━━━ DATA TO PROCESS

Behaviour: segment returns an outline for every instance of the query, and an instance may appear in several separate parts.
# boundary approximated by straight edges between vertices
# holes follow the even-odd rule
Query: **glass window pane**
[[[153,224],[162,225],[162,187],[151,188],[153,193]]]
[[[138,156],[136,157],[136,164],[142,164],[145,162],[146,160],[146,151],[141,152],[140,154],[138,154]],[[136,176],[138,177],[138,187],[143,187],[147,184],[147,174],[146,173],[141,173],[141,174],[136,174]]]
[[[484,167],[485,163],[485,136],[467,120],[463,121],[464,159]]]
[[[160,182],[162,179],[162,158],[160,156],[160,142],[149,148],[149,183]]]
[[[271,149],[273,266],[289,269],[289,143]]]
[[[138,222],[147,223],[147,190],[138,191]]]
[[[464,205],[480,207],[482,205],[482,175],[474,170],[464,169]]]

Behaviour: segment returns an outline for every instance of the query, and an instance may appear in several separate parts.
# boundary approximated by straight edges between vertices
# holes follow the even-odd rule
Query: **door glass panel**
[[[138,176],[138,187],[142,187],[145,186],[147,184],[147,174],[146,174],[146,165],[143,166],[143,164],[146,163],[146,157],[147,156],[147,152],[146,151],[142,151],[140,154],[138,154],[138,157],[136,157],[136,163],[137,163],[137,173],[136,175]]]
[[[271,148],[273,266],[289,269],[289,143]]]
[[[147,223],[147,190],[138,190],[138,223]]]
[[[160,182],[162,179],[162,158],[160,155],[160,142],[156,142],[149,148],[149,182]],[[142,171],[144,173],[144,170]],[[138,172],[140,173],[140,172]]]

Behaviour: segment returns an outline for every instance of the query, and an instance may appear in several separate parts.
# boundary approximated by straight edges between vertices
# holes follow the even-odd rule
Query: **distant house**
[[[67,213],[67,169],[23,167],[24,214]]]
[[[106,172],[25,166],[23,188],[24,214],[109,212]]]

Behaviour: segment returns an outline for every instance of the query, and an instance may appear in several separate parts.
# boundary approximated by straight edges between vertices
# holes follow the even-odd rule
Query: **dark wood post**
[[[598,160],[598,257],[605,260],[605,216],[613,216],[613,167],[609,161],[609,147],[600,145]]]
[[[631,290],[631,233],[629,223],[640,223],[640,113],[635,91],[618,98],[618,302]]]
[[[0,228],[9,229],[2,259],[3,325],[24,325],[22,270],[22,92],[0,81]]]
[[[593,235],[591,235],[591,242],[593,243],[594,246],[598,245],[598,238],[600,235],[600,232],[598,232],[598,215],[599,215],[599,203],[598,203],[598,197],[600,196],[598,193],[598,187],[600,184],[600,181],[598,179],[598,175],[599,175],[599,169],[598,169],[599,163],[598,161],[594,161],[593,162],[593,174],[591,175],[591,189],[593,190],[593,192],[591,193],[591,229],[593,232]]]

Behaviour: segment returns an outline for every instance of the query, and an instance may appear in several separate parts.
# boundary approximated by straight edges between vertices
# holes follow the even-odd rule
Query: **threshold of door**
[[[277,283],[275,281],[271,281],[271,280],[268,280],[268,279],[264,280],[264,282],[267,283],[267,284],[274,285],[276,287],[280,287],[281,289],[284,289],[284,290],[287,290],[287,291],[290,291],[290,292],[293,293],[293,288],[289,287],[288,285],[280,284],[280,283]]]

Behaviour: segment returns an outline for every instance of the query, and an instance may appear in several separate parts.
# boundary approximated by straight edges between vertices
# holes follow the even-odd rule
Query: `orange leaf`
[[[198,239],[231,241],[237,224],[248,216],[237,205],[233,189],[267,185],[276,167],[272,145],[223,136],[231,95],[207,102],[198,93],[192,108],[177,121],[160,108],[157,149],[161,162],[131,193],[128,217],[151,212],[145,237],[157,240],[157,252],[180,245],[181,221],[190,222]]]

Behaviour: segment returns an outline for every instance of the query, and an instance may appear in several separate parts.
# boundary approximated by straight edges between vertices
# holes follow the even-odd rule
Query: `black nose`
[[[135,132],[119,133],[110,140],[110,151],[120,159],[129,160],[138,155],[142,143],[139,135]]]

━━━━━━

■ HOW TO COMPLETE THIS TASK
Copy every line above exactly.

■ RESPONSE AREA
Behaviour: segment returns an outline for every instance of the query, and an instance may appear in several separate parts.
# boundary approximated by straight edges between vertices
# holes follow the even-odd rule
Query: **glass window pane**
[[[153,224],[162,225],[162,187],[151,188],[153,193]]]
[[[138,156],[136,157],[136,164],[142,164],[145,162],[146,160],[146,151],[141,152],[140,154],[138,154]],[[136,176],[138,177],[138,187],[143,187],[147,184],[147,174],[146,173],[141,173],[141,174],[136,174]]]
[[[484,167],[485,163],[485,136],[467,120],[463,121],[464,159]]]
[[[160,182],[162,179],[162,158],[160,156],[160,142],[149,148],[149,183]]]
[[[271,149],[273,266],[289,269],[289,143]]]
[[[138,222],[147,223],[147,190],[138,191]]]
[[[464,205],[480,207],[482,205],[482,175],[474,170],[464,169]]]

Behaviour: segment returns an outline for every instance of the query, and an instance may appear in several separate parts.
# boundary approximated by straight edges between vertices
# holes follow the even-odd rule
Query: **door glass panel**
[[[138,176],[138,187],[142,187],[145,186],[147,184],[147,174],[146,174],[146,165],[143,166],[143,164],[146,163],[146,157],[147,156],[147,152],[146,151],[142,151],[140,154],[138,154],[138,157],[136,157],[136,163],[137,163],[137,173],[136,175]]]
[[[271,148],[273,266],[289,269],[289,143]]]
[[[147,223],[147,190],[138,190],[138,223]]]
[[[160,182],[162,179],[162,158],[160,155],[160,142],[156,142],[149,148],[149,182]],[[142,171],[144,173],[144,170]],[[138,172],[140,173],[140,172]]]

Behaviour: segment returns an outline for every instance of the query, and an instance may appear in several separate parts.
# boundary approximated by straight edges between vertices
# holes follow the even-odd rule
Query: **distant house**
[[[67,213],[67,169],[23,167],[24,214]]]
[[[106,172],[25,166],[23,188],[24,214],[109,212]]]

Behaviour: segment returns an outline for every instance of the query, and an instance may appear in several separate parts.
# boundary approximated by straight edges between vertices
# holes follow the even-odd rule
Query: **dark wood post**
[[[598,160],[598,257],[605,260],[605,216],[613,216],[613,167],[609,161],[609,147],[600,145]]]
[[[631,290],[631,233],[629,223],[640,223],[640,113],[635,91],[618,98],[618,302]]]
[[[0,228],[9,229],[2,259],[3,325],[24,325],[22,270],[22,92],[0,81]]]
[[[593,235],[591,235],[591,242],[593,243],[594,246],[598,245],[598,238],[600,235],[600,232],[598,232],[598,215],[599,215],[599,203],[598,203],[598,197],[600,196],[598,193],[598,187],[600,184],[600,181],[598,179],[598,175],[599,175],[599,169],[598,169],[599,163],[598,161],[594,161],[593,162],[593,174],[591,175],[591,189],[593,190],[593,192],[591,193],[591,229],[593,232]]]

Behaviour: segment returns an outline for every instance of the query, and an instance may appear in several separate parts.
# boundary approximated by straight edges between vertices
# holes follow the even-odd rule
Query: **threshold of door**
[[[277,283],[275,281],[271,281],[271,280],[268,280],[268,279],[264,280],[264,282],[267,283],[267,284],[274,285],[276,287],[280,287],[281,289],[284,289],[284,290],[287,290],[287,291],[290,291],[290,292],[293,293],[293,288],[289,287],[288,285],[280,284],[280,283]]]

Behaviour: segment returns an outline for every instance of the query, and an instance may appear in several separate parts.
# boundary approximated by straight edges between vertices
# holes follow the even-odd rule
Query: `orange leaf`
[[[198,239],[231,241],[237,224],[248,216],[237,205],[233,189],[267,185],[276,167],[272,145],[223,136],[231,95],[207,102],[198,93],[192,108],[177,121],[160,108],[157,149],[161,162],[131,193],[128,217],[151,212],[145,237],[157,240],[157,252],[180,245],[181,221],[190,222]]]

Behaviour: segment returns an outline for every instance of the query, and an instance may appear in several separate parts.
# boundary approximated by straight edges between vertices
# holes follow the even-odd rule
Query: `black nose`
[[[135,132],[119,133],[110,140],[110,151],[120,159],[129,160],[138,155],[142,143],[139,135]]]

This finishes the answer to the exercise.